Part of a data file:
>>>

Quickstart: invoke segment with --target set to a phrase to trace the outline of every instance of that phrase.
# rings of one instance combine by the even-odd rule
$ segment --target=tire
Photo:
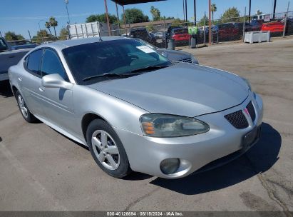
[[[26,102],[24,98],[19,91],[15,93],[15,97],[16,98],[17,104],[19,105],[19,111],[22,115],[22,117],[29,123],[36,123],[38,119],[31,113],[29,108],[26,106]]]
[[[105,121],[95,119],[88,125],[86,141],[96,163],[107,174],[123,178],[131,172],[123,145]]]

<<<

Change "tire" to "wheel" in the rows above and write them out again with everything else the same. Leave out the pictures.

Quickstart: invoke segment with --target set to a phrase to trace the outline of every instance of that phrase.
# rings of one instance combine by the even-odd rule
$ segment --target=wheel
Photo:
[[[26,102],[24,98],[19,91],[15,93],[15,97],[16,98],[17,104],[19,105],[19,111],[22,115],[22,117],[29,123],[36,123],[38,119],[31,113],[29,108],[26,106]]]
[[[105,121],[95,119],[88,125],[86,141],[96,163],[107,174],[123,178],[131,172],[123,145]]]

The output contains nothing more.